## To do
Reproduce the passage of the excerpt below on parental traits and defense mechanisms from "Write down one of your likenesses to either parent that makes" up to and including "stimulating your response.", without any alteration.

>> begin Page extract

Part 1
Think about your family when you were growing up. Jot down the first thing that comes to your mind to complete each of these phrases:
In thinking about my parents, the thing I most respected about my mother was the way she…
The thing I most respected about my father was the way he…
In thinking about my parents’ marriage, the thing they did the best or handled extremely well was…
When I think about my mother, the one trait that most embarrassed or turned me off was…
When I think about my father, the one trait that most embarrassed or turned me off was…
In thinking about my parents’ marriage, the thing that made me most uncomfortable was…
If I could have changed one thing about my mother, I would have made her…
If I could have changed one thing about my father, I would have made him…
Part 2
Now highlight or underline the key words and themes that appear in each of your responses and answer the following questions:
Do you see any of these characteristics in yourself or in your most important relationships?
Write down one of your likenesses to either parent that fills you with comfort or pride.
Write down one of your likenesses to either parent that makes you uncomfortable or ashamed.
What recent situation made you aware of this unwanted trait?
Would this kind of situation typically lead to an emotional overreaction?
Although there are certain situations that can provoke overreactions for most people, the personal values that you have acquired play a very important role in defining the issues you are most sensitive to. By taking the time to think about the qualities that you observed and reacted to in your childhood family, you will be more quickly alerted when these core values are challenged. You may still end up doing what feels “right,” but you will be able to recognize the identifications and disidentifications that are stimulating your response.
Chapter 5
Splitting, Denial, and Flooding
When we are overcome by emotions, our ability to see things objectively is thrown out the window. Even when we switch to the logical left brain, our emotional system is on overload and will automatically attempt to reduce our levels of anxiety and tension. To do this, psychological defense mechanisms spring into action. A defense mechanism is an unconscious response to anxiety that allows us to deal with the situation from a safer position. Just as a suit of armor will deflect an arrow, a defense mechanism temporarily alters the way we view the situation that has made us feel overwhelmed. When our central nervous system just can’t handle another difficult moment, our defense mechanisms come to the rescue.

>> end Page extract
>> begin Supplied information

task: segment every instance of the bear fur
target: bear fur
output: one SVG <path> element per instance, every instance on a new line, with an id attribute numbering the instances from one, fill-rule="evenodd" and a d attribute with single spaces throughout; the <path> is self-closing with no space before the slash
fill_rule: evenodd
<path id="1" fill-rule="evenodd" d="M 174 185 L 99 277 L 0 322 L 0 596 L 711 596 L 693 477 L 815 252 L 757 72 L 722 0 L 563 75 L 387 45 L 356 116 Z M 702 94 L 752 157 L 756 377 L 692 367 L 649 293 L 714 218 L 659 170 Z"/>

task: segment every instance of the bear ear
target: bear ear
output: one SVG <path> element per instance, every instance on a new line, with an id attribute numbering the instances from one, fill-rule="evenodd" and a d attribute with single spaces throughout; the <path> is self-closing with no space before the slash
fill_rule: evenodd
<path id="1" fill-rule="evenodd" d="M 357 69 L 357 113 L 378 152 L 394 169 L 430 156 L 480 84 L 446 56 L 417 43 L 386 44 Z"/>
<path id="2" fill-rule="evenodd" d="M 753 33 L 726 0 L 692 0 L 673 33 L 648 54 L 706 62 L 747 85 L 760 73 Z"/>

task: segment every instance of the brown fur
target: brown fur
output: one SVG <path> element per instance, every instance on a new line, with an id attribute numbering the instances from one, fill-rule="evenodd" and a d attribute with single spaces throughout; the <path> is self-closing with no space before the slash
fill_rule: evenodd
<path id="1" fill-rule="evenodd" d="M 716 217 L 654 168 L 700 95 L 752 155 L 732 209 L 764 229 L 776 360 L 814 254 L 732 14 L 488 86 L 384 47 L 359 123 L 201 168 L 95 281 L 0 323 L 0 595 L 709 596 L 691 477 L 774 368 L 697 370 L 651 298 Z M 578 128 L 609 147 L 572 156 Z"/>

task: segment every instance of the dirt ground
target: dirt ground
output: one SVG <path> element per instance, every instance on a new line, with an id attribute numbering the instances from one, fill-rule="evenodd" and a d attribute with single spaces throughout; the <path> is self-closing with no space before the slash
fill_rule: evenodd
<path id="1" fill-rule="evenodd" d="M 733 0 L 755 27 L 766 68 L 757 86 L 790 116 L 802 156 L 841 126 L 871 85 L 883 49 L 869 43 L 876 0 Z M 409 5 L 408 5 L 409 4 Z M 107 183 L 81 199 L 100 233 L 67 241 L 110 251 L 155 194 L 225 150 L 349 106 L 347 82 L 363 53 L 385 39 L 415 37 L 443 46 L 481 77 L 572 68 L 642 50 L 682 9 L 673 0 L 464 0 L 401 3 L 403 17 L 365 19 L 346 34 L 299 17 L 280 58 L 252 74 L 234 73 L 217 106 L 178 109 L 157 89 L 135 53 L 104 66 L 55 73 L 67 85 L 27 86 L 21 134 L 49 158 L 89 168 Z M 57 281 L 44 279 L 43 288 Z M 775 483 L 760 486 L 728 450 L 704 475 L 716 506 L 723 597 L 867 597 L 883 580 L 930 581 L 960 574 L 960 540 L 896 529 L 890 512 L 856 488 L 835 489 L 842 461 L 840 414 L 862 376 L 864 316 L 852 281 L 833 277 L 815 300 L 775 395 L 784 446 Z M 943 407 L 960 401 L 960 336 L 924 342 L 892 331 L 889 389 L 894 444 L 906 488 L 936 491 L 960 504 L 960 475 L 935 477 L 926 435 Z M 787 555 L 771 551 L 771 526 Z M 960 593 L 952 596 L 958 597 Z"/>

>> end Supplied information

## Exercise answer
Write down one of your likenesses to either parent that makes you uncomfortable or ashamed.
What recent situation made you aware of this unwanted trait?
Would this kind of situation typically lead to an emotional overreaction?
Although there are certain situations that can provoke overreactions for most people, the personal values that you have acquired play a very important role in defining the issues you are most sensitive to. By taking the time to think about the qualities that you observed and reacted to in your childhood family, you will be more quickly alerted when these core values are challenged. You may still end up doing what feels “right,” but you will be able to recognize the identifications and disidentifications that are stimulating your response.